TEXTAUSZUG:
München: Warum war der Wolfsmasken-Vergewaltiger auf freiem Fuß?
München - Im Mittelpunkt des deutschen Strafrechts steht der Gedanke der Resozialisierung. Straftäter sollen eine zweite Chance bekommen.
Am 22. Februar 2010 lautete das Urteil des Landgerichts München gegen den heute 43-jährigen Christoph K. vier Jahre und elf Monate Haft wegen sexuellen Missbrauchs in 17 Fällen. Er kam in die Psychiatrie.
Im Zuge des Maßregelvollzugs fragten die Ärzte im Bezirkskrankenhaus Haar Ende 2018 bei der Staatsanwaltschaft an, ob eine Lockerung der Bedingungen möglich sei. Ein normaler Vorgang in einem Rechtsstaat, so die Staatsanwaltschaft.
"Die Entscheidung lag ausschließlich in der Verantwortung der Klinik in Haar", betont Oberstaatsanwältin Anne Leiding. Ein Veto der Staatsanwaltschaft hätte nichts verhindern können. Ausschlaggebend sei, ob von einem Straftäter auch nach Jahren noch eine Gefahr für andere Menschen ausgeht.
Vier Ärzte genehmigen die Lockerung
Vier Ärzte waren in diesem Fall an dem Entscheidungsprozess beteiligt. Am Ende gaben sie grünes Licht. Es wurde die sogenannte Lockerungsstufe D genehmigt. Im November 2018 durfte der verurteilte Kinderschänder in eine gesicherte therapeutische Wohneinrichtung ziehen. Er bekam einen Job, durfte sich unter Auflagen sogar frei bewegen.
Die Fachaufsicht wird jene Entscheidung nun überprüfen. Das passiere nur in Einzelfällen, "etwa aufgrund eines gravierenden Lockerungsmissbrauchs oder einer schweren Straftat im Rahmen einer Lockerung", teilte das Zentrum Bayern Familie und Soziales – Amt für Maßregelvollzug in Nördlingen mit.

AUFGABENSTELLUNG:
- 1) Gib aus dem Textauszug über den Fall Christoph K. den Abschnitt von „München: Warum war“ bis „zweite Chance bekommen.“ wortgetreu wieder.
- 2) Nenne alle Zeitpunkte im Textauszug über den Fall Christoph K., die eine Jahreszahl enthalten.
- 3) Setze den Textauszug über den Fall Christoph K. im Anschluss an seinen letzten Satz fort.

BEREITGESTELLTES MATERIAL:
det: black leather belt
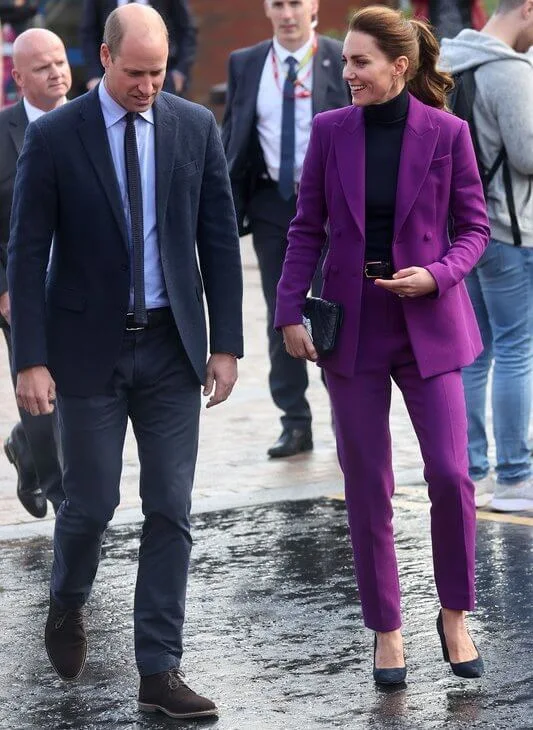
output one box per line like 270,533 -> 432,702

LÖSUNGEN:
- 1)
München: Warum war der Wolfsmasken-Vergewaltiger auf freiem Fuß?
München - Im Mittelpunkt des deutschen Strafrechts steht der Gedanke der Resozialisierung. Straftäter sollen eine zweite Chance bekommen.

- 2) 22. Februar 2010, Ende 2018, November 2018

- 3)
War der mutmaßliche Vergewaltiger überhaupt voll schuldfähig?
Straftäter können zu Freiheitsstrafen verurteilt werden, die in Justizvollzugsanstalten verbüßt werden, oder zum Maßregelvollzug in dafür besonders ausgestatteten psychiatrischen Kliniken und Entziehungsanstalten. Diese werden auch als forensische Kliniken bezeichnet. Das kann beispielsweise für drogenabhängige oder psychisch kranke Menschen zutreffen. Im Freistaat gibt es 14 solche Einrichtungen, in denen rund 2600 Personen untergebracht sind.
Der Ermittlungsrichter wird nun entscheiden, ob der Tatverdächtige in U-Haft bleibt oder zurück in die Obhut einer psychiatrischen Klinik überstellt wird. Gutachter müssen klären, ob der 43-Jährige voll schuldfähig ist.
Ihm drohen laut Strafgesetzbuch §176 zehn Jahre Haft. Möglich wäre, dass im Prozess gegen ihn Sicherungsverwahrung angeordnet wird, dann käme der Kinderschänder nie wieder frei.